* **Task requirements**: Print every record below exactly as it stands.

(Records from a data collection)

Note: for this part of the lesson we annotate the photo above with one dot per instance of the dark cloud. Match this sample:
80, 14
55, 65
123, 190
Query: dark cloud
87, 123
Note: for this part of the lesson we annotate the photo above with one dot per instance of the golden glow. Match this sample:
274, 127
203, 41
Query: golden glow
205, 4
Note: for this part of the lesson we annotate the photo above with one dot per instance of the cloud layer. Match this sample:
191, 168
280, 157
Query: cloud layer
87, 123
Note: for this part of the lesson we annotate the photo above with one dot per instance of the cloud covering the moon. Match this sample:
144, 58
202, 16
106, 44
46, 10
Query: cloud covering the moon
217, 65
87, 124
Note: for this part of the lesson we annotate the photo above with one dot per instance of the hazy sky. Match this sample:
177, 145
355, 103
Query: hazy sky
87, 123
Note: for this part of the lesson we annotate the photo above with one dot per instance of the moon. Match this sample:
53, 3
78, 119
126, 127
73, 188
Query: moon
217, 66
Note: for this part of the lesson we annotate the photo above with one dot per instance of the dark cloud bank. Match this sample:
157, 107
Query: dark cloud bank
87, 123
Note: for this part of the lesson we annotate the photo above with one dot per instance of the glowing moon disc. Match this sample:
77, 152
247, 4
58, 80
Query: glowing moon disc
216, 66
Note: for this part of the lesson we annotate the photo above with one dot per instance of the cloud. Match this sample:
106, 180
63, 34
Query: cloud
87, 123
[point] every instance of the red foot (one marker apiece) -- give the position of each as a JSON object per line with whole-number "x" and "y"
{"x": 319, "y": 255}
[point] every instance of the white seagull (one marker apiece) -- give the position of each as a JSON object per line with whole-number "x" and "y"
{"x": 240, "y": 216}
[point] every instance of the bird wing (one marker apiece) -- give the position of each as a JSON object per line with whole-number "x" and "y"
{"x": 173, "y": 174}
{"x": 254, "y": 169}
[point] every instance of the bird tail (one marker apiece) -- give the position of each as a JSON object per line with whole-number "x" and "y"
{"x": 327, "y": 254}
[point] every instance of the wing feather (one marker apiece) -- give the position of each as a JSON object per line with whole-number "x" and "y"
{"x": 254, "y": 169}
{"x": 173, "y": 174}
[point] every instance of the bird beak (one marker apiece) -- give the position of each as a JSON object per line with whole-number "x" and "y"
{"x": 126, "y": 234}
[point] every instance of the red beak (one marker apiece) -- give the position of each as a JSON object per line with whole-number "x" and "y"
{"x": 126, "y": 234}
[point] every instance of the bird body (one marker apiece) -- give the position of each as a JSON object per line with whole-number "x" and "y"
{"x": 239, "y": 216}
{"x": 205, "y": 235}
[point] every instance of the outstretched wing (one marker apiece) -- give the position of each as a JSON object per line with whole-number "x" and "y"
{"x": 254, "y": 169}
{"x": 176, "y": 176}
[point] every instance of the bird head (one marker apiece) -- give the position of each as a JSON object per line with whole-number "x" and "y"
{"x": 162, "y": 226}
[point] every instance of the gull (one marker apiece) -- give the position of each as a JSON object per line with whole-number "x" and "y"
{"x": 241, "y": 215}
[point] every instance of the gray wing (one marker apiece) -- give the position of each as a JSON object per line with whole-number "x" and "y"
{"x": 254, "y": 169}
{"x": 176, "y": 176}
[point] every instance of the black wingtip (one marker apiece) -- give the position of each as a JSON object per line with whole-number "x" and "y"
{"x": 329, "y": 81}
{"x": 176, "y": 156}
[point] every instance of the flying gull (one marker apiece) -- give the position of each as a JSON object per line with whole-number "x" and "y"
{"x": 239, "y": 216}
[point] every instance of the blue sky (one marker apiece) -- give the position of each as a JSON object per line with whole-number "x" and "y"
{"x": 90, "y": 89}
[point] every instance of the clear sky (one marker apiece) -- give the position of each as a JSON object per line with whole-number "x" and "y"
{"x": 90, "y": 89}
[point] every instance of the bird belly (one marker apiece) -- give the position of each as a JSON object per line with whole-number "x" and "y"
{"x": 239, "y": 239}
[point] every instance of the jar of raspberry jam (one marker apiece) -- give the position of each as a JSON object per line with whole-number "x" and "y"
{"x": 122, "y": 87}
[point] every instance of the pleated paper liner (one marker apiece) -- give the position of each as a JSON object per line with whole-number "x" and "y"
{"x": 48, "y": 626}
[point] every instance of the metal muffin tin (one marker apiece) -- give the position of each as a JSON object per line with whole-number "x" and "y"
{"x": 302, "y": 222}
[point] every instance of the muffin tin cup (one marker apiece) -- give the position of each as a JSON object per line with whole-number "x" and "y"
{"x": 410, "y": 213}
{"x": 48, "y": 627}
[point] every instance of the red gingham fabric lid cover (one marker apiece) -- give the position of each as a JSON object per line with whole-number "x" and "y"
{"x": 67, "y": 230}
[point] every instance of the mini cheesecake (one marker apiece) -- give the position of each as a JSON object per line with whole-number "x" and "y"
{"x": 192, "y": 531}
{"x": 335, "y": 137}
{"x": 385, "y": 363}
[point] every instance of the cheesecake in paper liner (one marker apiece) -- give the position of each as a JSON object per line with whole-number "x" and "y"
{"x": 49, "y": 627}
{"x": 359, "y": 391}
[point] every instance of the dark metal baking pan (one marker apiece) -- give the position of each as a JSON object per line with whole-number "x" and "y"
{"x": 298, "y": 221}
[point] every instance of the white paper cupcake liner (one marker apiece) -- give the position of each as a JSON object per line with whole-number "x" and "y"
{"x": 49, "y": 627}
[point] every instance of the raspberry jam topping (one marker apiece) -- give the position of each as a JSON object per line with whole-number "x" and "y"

* **Answer space**:
Note: for this part of the lesson we annotate the photo above with one dot per instance of the dark cloud. Match this sample:
80, 14
55, 65
123, 190
Query: dark cloud
87, 123
Note: for this part of the lesson we annotate the photo above with one dot per instance of the golden glow. Match this sample:
274, 127
203, 41
Query: golden glow
205, 4
Note: for this part of the lesson we annotate the photo above with one dot per instance of the cloud layer. Match this sample:
191, 168
280, 157
Query: cloud layer
87, 123
Note: for this part of the lesson we annotate the photo above with one dot per instance of the cloud covering the moon. Match this sample:
144, 58
202, 16
106, 44
46, 10
Query: cloud covering the moon
217, 65
87, 124
Note: for this part of the lesson we annotate the photo above with one dot per instance of the hazy sky. Match this sample:
177, 145
355, 103
Query: hazy sky
87, 123
Note: for this part of the lesson we annotate the photo above with one dot per instance of the moon. Match this sample:
53, 3
78, 119
126, 127
73, 188
Query: moon
217, 66
Note: for this part of the lesson we annotate the photo above with one dot per instance of the dark cloud bank. Match this sample:
157, 107
Query: dark cloud bank
87, 123
Note: for this part of the lesson we annotate the photo above with one dot per instance of the glowing moon disc. Match this sample:
77, 152
247, 4
58, 80
Query: glowing moon disc
216, 66
Note: for this part of the lesson we annotate the photo above with one dot per instance of the cloud. Match this sample:
106, 180
63, 34
Query: cloud
87, 123
[point] every instance of the red foot (one marker apiece) -- give the position of each as a JSON object per line with whole-number "x" and "y"
{"x": 319, "y": 255}
[point] every instance of the white seagull (one marker apiece) -- give the position of each as a JSON object per line with whole-number "x" and "y"
{"x": 240, "y": 216}
[point] every instance of the bird wing (one marker apiece) -- give the position of each as a JSON object per line with whole-number "x" and "y"
{"x": 173, "y": 174}
{"x": 254, "y": 169}
[point] every instance of the bird tail (one marker apiece) -- give the position of each as a JSON object per line with whole-number "x" and "y"
{"x": 327, "y": 254}
[point] every instance of the wing feather (one marker apiece) -- give the position of each as a JSON object per line with whole-number "x" and "y"
{"x": 254, "y": 169}
{"x": 173, "y": 174}
[point] every instance of the bird beak (one marker apiece) -- give the position of each as a JSON object per line with whole-number "x" and "y"
{"x": 126, "y": 234}
[point] every instance of the red beak (one marker apiece) -- give the position of each as a JSON object per line with whole-number "x" and "y"
{"x": 126, "y": 234}
[point] every instance of the bird body (one marker apiece) -- give the position of each as a JSON object per line with whole-number "x" and "y"
{"x": 239, "y": 216}
{"x": 205, "y": 235}
[point] every instance of the outstretched wing (one marker apiece) -- give the position of each as a JSON object per line with whole-number "x" and "y"
{"x": 254, "y": 169}
{"x": 176, "y": 176}
[point] every instance of the bird head (one marker apiece) -- give the position of each as a JSON object per line with whole-number "x" and "y"
{"x": 162, "y": 226}
[point] every instance of the gull (one marker apiece) -- give the position of each as a JSON object per line with whole-number "x" and "y"
{"x": 241, "y": 215}
[point] every instance of the gray wing (one marker apiece) -- give the position of each as a JSON object per line with whole-number "x" and "y"
{"x": 254, "y": 169}
{"x": 176, "y": 176}
[point] every instance of the black wingtip (one marker apiece) -- give the position of each as a JSON object per line with whole-number "x" and "y"
{"x": 329, "y": 81}
{"x": 176, "y": 156}
[point] every instance of the flying gull (one marker apiece) -- give the position of each as a JSON object per line with whole-number "x" and "y"
{"x": 239, "y": 216}
[point] every instance of the blue sky (one marker apiece) -- give the position of each as a JSON object per line with whole-number "x" and "y"
{"x": 90, "y": 89}
[point] every instance of the clear sky (one marker apiece) -- give the position of each as a JSON object per line with whole-number "x" and "y"
{"x": 90, "y": 89}
[point] every instance of the bird belly (one marker apiece) -- give the position of each as a JSON object per line with whole-number "x" and "y"
{"x": 239, "y": 239}
[point] every instance of the jar of raspberry jam (one marker apiece) -- give the position of each as a JSON object per line with whole-number "x" and "y"
{"x": 122, "y": 87}
[point] every instance of the pleated paper liner (one marker apiece) -- give the position of each as a JSON object per line with whole-number "x" and "y"
{"x": 48, "y": 626}
[point] every instance of the metal muffin tin (one marker apiece) -- give the position of each as a JSON object per line with whole-number "x" and "y"
{"x": 302, "y": 222}
[point] every instance of the muffin tin cup (one marker apiece) -- give the position of each as a JSON object per line with whole-number "x" and "y"
{"x": 410, "y": 213}
{"x": 48, "y": 627}
[point] every instance of the red gingham fabric lid cover (one marker apiece) -- give the position of each as a JSON object per line with whole-number "x" and "y"
{"x": 67, "y": 230}
[point] every instance of the mini cheesecake (one marker apiece) -- give the position of each as a JSON object per line with whole-number "x" and "y"
{"x": 192, "y": 531}
{"x": 335, "y": 137}
{"x": 385, "y": 363}
[point] every instance of the cheesecake in paper liner (one marker apiece) -- give the position of each as a JSON object per line with whole-number "x" and "y"
{"x": 49, "y": 627}
{"x": 359, "y": 391}
[point] every instance of the dark metal baking pan (one marker apiece) -- give the position of each as a JSON object per line with whole-number "x" and "y"
{"x": 298, "y": 221}
[point] every instance of the white paper cupcake liner (one marker apiece) -- give the position of each as a JSON object per line with whole-number "x" and "y"
{"x": 49, "y": 627}
[point] every instance of the raspberry jam topping (one marker apiece) -- give the position of each as a JSON object per line with whole-number "x" and "y"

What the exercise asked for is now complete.